Task objective >> The records are to be restated in their entirety, word for word.

Provided entries >>
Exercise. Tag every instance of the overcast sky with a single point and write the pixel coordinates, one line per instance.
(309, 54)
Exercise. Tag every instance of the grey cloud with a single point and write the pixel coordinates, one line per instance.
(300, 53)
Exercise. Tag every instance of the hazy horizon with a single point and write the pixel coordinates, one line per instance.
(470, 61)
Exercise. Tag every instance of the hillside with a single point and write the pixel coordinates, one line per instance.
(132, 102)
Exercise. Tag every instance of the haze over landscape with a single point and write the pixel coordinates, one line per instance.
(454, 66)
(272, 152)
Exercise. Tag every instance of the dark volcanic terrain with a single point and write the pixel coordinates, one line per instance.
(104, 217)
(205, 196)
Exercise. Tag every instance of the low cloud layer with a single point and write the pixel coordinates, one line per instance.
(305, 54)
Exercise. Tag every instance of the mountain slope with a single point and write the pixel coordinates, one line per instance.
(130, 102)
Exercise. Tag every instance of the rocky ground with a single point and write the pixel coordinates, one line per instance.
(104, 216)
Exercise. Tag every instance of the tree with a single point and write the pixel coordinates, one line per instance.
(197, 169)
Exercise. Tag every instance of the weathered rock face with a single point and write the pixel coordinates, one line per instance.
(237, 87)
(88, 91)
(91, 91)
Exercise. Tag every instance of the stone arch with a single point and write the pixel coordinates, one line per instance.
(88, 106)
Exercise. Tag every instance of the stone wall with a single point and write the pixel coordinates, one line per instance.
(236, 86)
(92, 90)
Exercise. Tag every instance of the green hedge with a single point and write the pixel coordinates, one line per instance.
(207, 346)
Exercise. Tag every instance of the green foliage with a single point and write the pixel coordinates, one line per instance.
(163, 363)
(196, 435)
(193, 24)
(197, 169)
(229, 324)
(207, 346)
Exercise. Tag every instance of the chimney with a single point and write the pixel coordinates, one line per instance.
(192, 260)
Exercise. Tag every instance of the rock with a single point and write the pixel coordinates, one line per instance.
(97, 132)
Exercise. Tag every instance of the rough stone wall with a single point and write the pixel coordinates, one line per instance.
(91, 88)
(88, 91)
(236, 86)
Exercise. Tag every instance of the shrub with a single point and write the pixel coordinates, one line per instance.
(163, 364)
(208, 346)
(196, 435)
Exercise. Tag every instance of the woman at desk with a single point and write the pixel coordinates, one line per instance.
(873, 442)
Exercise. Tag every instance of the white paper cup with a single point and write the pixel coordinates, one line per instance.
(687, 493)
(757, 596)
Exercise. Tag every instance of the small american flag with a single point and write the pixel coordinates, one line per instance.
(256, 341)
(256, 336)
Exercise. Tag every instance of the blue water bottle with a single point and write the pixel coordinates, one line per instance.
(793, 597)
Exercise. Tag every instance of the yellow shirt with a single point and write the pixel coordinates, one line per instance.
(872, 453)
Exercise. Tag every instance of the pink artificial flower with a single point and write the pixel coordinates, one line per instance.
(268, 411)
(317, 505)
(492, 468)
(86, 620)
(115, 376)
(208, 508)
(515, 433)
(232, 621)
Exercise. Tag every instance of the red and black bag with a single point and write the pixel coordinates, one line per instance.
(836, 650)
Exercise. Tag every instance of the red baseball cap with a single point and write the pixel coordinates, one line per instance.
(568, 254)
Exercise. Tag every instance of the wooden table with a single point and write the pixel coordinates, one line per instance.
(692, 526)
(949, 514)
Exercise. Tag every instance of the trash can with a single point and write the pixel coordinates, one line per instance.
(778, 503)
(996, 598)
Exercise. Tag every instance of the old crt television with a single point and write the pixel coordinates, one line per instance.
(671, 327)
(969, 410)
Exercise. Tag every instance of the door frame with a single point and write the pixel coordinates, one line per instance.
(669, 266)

Exercise response >>
Exercise. Tag every instance of the overcast sky with a single point and write the pixel coordinates, one line per instance.
(309, 54)
Exercise. Tag every instance of the grey cloud with a single point and write the pixel coordinates, one line per instance.
(300, 53)
Exercise. Tag every instance of the hazy horizon with a single point and write the pixel coordinates, one line per instance.
(470, 61)
Exercise. Tag every instance of the hillside with a single point and write the pixel coordinates, one line per instance.
(132, 102)
Exercise. Tag every instance of the haze over landscape with a single point and write the pixel coordinates, one line per instance.
(454, 66)
(272, 152)
Exercise. Tag every instance of the dark volcanic terrain with a single point and write the pixel coordinates, one line per instance.
(104, 217)
(205, 196)
Exercise. Tag every instance of the low cloud layer with a single point and write the pixel coordinates, one line per instance.
(305, 54)
Exercise. Tag every instance of the mountain slope with a single point and write the pixel coordinates, one line per instance.
(130, 102)
Exercise. Tag every instance of the rocky ground with a single point and write the pixel coordinates, one line per instance.
(104, 216)
Exercise. Tag every instance of the tree with a single point and write the pixel coordinates, one line per instance.
(197, 169)
Exercise. Tag every instance of the weathered rock face with a single point and write the pixel coordinates, one line per instance.
(237, 87)
(88, 91)
(91, 91)
Exercise. Tag every instance of the stone arch with a single point and write the pixel coordinates, one line per instance.
(88, 106)
Exercise. Tag every instance of the stone wall with a single point and write the pixel coordinates, one line per instance.
(236, 86)
(92, 90)
Exercise. Tag every instance of the green hedge with a single point and write the pixel coordinates, one line per instance.
(207, 346)
Exercise. Tag every instance of the green foliage with a single point and write the pixel coordinates, one line per instance.
(163, 363)
(196, 435)
(193, 24)
(197, 169)
(229, 324)
(207, 346)
Exercise. Tag every instance of the chimney with a single point and write the pixel coordinates, one line per instance.
(192, 260)
Exercise. Tag every instance of the rock with a single point and write the pixel coordinates, one line per instance.
(97, 132)
Exercise. Tag every instance of the rough stone wall with a single point and write the pixel coordinates, one line per instance.
(91, 88)
(88, 91)
(236, 86)
Exercise. Tag every instance of the shrub with a single point and write the pixel coordinates, one line per instance.
(163, 364)
(208, 346)
(196, 435)
Exercise. Tag every instance of the woman at desk with a single point and write the pixel coordinates, one line per instance.
(873, 442)
Exercise. Tag every instance of the white paper cup with a single point and write the pixel coordinates, one line per instance.
(687, 493)
(757, 596)
Exercise. Tag every instance of the small american flag with a single point and write the pixel coordinates, one line per instance.
(256, 341)
(256, 336)
Exercise. Tag every instance of the blue water bottle with a single point and write the pixel coordinates, one line per instance.
(793, 597)
Exercise. Tag every instance of the yellow shirt with a single point and write the pixel coordinates, one line per instance.
(872, 453)
Exercise. Tag every instance of the pink artificial flower with a single point and write the pixel coordinates, one line per instance.
(268, 411)
(317, 505)
(492, 468)
(86, 620)
(115, 376)
(208, 508)
(515, 433)
(232, 621)
Exercise. Tag every instance of the red and black bag with a single point and write the pixel coordinates, one line per instance.
(836, 650)
Exercise. Tag every instance of the red baseball cap with a single point and write the pixel coordinates, one line per instance.
(568, 254)
Exercise. Tag every instance of the wooden table with a single point and write the pixel coordinates, one line per instance.
(692, 526)
(949, 514)
Exercise. Tag every instance of the trash can with a single point and write the pixel coordinates, one line per instance.
(778, 503)
(996, 598)
Exercise. Tag every instance of the old crt television with a single point and write the pixel coordinates, one line per instance.
(671, 327)
(969, 410)
Exercise. Tag every instance of the door frame with a single point and write the pixel coordinates, one line per instance.
(669, 266)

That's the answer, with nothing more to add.